**Problema da risolvere:**
Estrai dalle righe qui sotto ogni riga che contiene la parola "chain", distinguendo tra maiuscole e minuscole.

Annotazioni delle coordinate:
┌──

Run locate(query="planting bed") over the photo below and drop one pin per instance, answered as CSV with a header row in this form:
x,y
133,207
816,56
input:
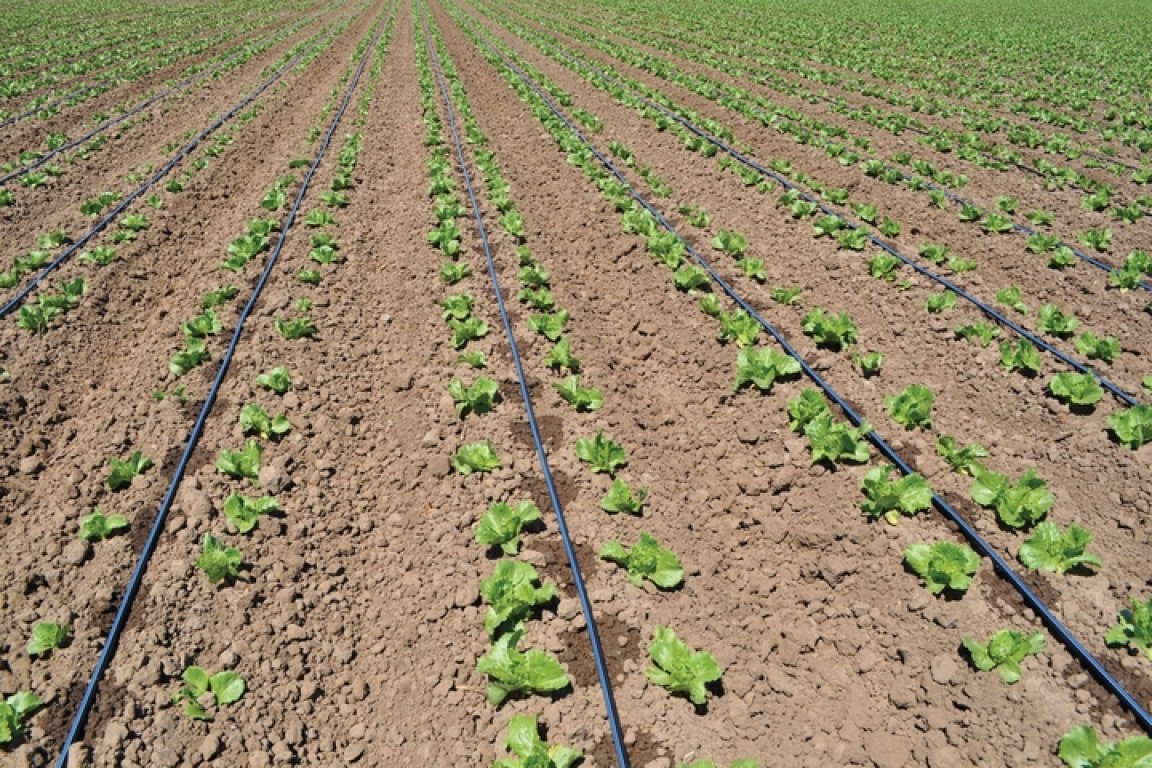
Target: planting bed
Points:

└──
┌──

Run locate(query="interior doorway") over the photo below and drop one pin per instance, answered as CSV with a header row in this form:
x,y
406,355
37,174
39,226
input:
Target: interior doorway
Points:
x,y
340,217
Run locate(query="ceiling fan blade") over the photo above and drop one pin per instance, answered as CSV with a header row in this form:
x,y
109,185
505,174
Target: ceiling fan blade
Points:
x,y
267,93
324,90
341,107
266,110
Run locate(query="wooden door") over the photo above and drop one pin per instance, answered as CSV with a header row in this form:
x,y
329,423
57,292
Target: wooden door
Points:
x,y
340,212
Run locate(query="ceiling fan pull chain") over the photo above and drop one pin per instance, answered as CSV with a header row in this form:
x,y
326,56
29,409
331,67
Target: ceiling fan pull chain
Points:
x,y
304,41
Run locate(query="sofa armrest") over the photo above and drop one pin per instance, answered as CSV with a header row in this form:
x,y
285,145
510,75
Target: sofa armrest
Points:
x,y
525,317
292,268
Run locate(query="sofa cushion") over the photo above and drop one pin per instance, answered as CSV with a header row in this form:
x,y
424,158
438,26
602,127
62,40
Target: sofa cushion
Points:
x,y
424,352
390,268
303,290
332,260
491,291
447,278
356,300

└──
┌──

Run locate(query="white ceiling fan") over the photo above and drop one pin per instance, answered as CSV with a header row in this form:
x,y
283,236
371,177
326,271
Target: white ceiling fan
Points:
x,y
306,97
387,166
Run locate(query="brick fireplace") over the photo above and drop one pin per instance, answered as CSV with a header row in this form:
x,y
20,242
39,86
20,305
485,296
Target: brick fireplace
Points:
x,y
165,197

└──

**Risposta:**
Run locate(query="ceiling fan pull chain") over the photo above and drop one pin per instance, answered as CSV with a header row in this form:
Target: ceiling fan pull chain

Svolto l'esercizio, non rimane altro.